* Start Data in this exercise *

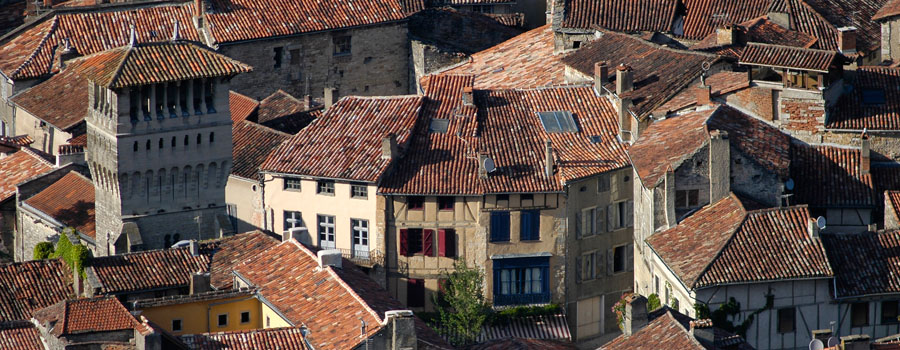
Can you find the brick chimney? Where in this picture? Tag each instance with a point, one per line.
(601, 74)
(847, 39)
(719, 165)
(624, 79)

* End Data in this exercise *

Directions
Could you turn every line of the data above into a numbered list, skipping blank lines and leaving out the pictures?

Output for this task
1. Can you find the brick chimney? Where in this picture? Tag each instance with a point, one per line.
2. (601, 74)
3. (847, 39)
4. (719, 165)
5. (624, 79)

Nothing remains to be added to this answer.